Stored data entries
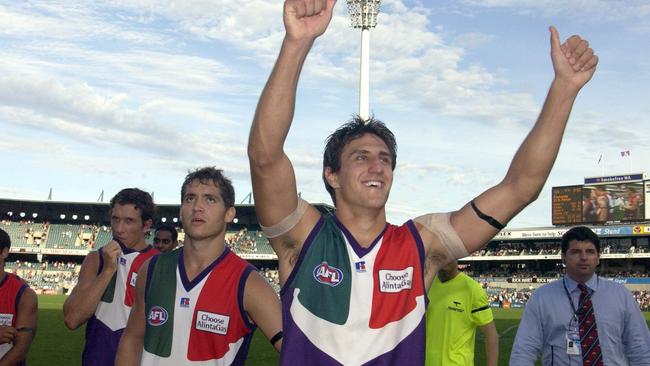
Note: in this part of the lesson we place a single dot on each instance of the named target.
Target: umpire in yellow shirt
(457, 306)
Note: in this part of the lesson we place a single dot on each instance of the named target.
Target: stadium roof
(98, 213)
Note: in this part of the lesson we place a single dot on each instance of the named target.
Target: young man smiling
(201, 303)
(582, 319)
(354, 286)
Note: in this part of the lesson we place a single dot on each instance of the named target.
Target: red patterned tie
(591, 355)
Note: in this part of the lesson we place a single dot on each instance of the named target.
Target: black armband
(487, 218)
(276, 338)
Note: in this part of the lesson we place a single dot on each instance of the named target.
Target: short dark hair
(352, 130)
(140, 199)
(579, 233)
(166, 227)
(5, 240)
(211, 174)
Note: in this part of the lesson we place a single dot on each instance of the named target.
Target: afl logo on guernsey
(328, 275)
(157, 316)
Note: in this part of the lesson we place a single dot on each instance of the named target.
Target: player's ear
(230, 214)
(331, 177)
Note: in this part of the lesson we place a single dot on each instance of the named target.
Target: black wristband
(487, 218)
(276, 338)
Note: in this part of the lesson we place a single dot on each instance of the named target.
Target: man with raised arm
(105, 292)
(354, 286)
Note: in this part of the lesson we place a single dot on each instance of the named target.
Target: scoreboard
(602, 200)
(567, 205)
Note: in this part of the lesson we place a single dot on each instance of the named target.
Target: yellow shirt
(456, 308)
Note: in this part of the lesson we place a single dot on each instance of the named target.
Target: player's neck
(140, 245)
(364, 225)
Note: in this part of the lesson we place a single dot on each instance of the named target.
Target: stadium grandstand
(50, 240)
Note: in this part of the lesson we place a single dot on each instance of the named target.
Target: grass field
(55, 345)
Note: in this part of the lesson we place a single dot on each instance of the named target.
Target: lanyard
(576, 311)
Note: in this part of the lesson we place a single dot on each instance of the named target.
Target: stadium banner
(64, 251)
(641, 230)
(556, 233)
(613, 231)
(566, 206)
(632, 280)
(647, 194)
(14, 249)
(625, 178)
(250, 256)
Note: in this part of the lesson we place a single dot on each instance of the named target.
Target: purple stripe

WHAT THE TASK REQUIRES:
Please report every line of the entries that contains the word "yellow", copying each one in full.

RESPONSE BELOW:
Target: umpire in yellow shirt
Target: yellow shirt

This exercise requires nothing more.